--- TEXT UNDER STUDY Enclosed Below ---

But for many, I suspect the answer may be yes. “Potentially modifiable” might be a real thing.

I aggressively attempt to avoid negative thinking at all costs. I recently described myself as oppressively optimistic, and Elysha agreed.

She agreed in not so positive way. Sort of a “Yes, and it really sucks” kind of way.

Oh well. No cognitive decline for me, at least not as a result of repetitive negative thinking.

And yes, I know that I can sometimes be crushingly sunny. I spend a great deal of time trying to convince people that things are going to be okay. The world is not so bad. Problems are often conquerable and temporary. Complaining gets you nowhere. I know that many people find my disposition challenging and even offensive.

I’m planning a TED Talk on the subject. I’m sure it will annoy many.

Too bad. I think that sunny is right. Optimism rules. Positivity is precious.

Admittedly, I am not oppressively optimistic because of a fear for cognitive decline, though I’ll happily add it to my list.

I have a few reasons for my oppressive optimism:

  1. I don’t enjoy the company of persistently negative people and complainers, so I try not to be one myself.

--- End of Enclosed TEXT UNDER STUDY ---

> _REQUIRED WORK_:
1) In the passage on optimism, quote the wording from "But for many, I" to "and Elysha agreed.".
2) In the passage on optimism, list each sentence that follows "Too bad." within the same paragraph.
3) According to the passage on optimism, how did the writer recently describe themself?
The material after the text is not needed for any of the tasks.

--- DATA EXCERPTS Enclosed Below ---

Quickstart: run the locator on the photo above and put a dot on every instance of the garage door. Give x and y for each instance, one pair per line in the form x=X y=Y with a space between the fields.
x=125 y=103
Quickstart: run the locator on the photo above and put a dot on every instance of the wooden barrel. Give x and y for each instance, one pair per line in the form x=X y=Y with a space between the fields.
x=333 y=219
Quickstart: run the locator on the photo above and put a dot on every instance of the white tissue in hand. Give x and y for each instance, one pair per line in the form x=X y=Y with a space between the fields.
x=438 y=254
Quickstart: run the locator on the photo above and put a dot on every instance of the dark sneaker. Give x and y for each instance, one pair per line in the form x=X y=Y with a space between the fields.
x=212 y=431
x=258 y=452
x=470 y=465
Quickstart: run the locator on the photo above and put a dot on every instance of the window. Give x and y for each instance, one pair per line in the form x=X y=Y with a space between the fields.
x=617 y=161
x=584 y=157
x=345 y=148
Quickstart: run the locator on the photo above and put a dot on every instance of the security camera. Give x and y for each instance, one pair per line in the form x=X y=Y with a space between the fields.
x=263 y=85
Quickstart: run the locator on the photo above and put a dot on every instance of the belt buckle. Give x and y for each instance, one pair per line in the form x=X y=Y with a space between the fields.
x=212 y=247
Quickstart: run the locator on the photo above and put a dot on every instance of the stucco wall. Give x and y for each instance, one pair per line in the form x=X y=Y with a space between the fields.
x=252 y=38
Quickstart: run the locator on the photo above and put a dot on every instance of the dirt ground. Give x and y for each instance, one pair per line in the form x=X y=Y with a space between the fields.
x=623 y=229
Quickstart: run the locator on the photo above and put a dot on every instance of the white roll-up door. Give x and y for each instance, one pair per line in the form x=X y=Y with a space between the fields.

--- End of Enclosed DATA EXCERPTS ---

> _YOUR RESPONSES_:
1)
But for many, I suspect the answer may be yes. “Potentially modifiable” might be a real thing.

I aggressively attempt to avoid negative thinking at all costs. I recently described myself as oppressively optimistic, and Elysha agreed.

2)
I think that sunny is right.
Optimism rules.
Positivity is precious.

3) As oppressively optimistic.